PROBLEM TO WORK ON -
Which of the lines below contain the word "cloud"? Copy out each one.

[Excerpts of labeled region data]
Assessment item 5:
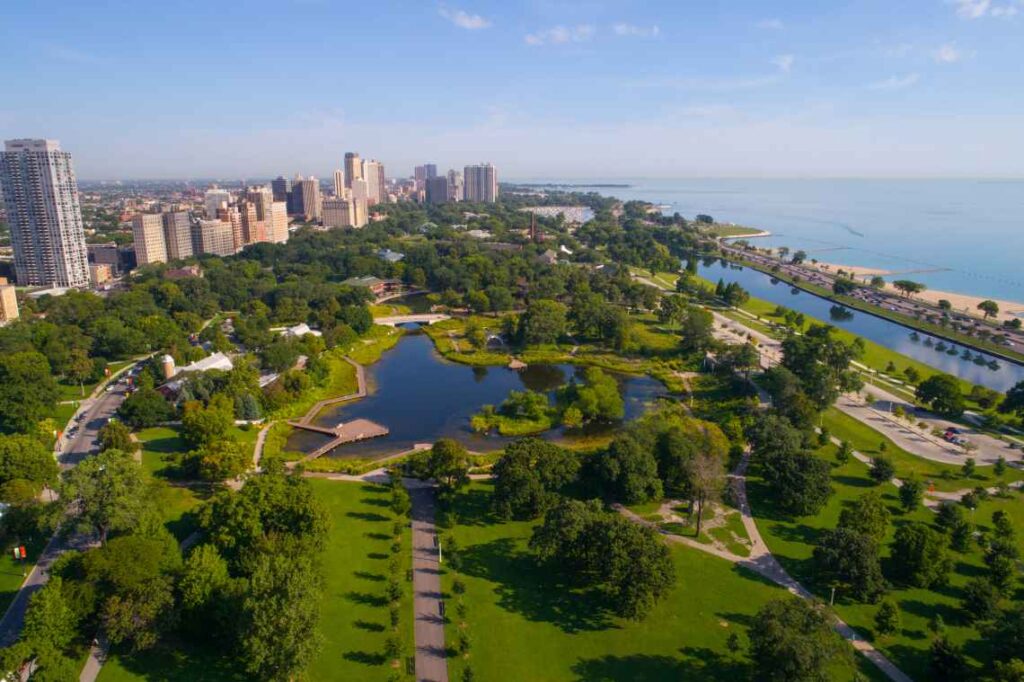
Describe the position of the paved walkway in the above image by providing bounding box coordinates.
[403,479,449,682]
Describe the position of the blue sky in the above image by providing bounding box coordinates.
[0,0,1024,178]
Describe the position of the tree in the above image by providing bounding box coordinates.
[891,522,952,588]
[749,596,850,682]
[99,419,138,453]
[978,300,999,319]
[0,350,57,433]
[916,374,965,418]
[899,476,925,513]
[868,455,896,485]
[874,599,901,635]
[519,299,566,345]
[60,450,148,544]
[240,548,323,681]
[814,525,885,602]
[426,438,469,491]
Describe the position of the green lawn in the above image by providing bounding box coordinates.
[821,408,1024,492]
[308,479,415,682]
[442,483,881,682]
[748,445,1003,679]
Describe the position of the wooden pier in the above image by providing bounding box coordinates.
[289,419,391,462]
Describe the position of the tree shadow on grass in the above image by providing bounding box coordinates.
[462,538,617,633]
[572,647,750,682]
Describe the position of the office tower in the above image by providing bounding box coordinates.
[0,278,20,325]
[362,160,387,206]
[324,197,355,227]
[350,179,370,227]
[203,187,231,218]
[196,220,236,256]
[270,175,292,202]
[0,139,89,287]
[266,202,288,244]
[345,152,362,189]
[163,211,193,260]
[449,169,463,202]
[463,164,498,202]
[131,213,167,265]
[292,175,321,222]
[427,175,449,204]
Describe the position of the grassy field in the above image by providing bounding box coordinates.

* * *

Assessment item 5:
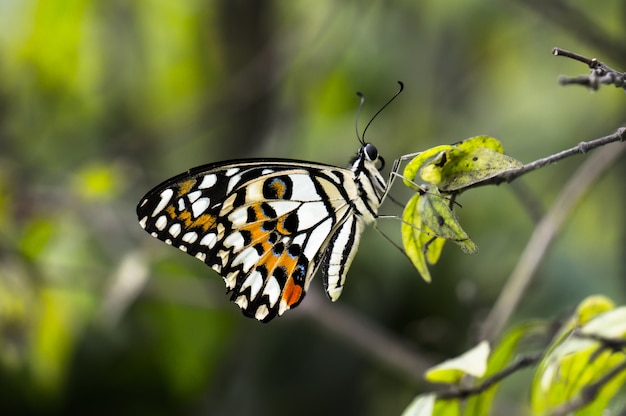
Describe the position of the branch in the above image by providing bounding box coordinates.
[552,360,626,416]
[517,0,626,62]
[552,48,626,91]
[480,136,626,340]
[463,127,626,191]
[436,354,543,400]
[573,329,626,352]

==

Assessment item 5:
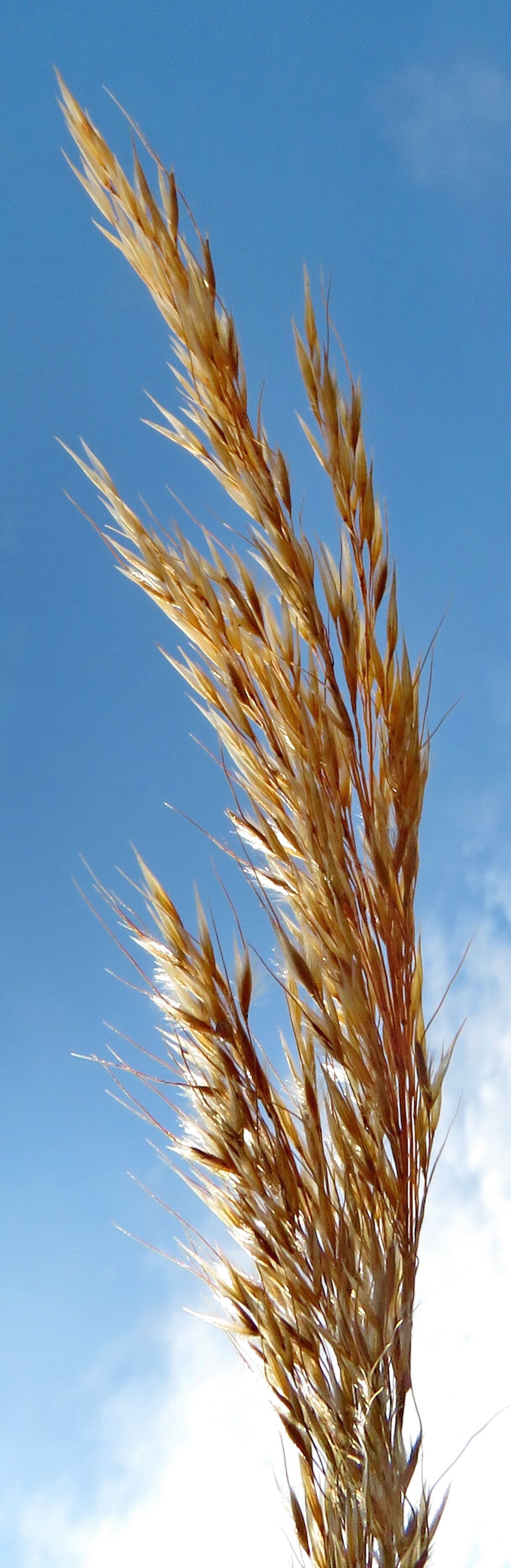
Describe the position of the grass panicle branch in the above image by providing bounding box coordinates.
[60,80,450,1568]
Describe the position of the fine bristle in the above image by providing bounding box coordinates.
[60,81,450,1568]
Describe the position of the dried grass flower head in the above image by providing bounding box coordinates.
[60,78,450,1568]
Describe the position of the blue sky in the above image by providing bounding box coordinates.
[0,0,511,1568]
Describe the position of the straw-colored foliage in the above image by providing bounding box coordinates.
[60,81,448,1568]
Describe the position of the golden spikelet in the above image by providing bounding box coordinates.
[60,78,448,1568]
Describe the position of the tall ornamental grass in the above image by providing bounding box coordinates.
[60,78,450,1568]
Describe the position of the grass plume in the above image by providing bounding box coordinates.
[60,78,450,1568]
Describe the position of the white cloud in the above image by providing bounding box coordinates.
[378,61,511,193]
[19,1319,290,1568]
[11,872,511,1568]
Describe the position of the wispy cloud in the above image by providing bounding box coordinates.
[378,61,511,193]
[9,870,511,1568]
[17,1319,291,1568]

FINAL RESULT -
Describe the position of the white cloud in the above image by providing bounding box coordinates.
Describe the position of the wispy cloud in the above image by providing bounding box coordinates.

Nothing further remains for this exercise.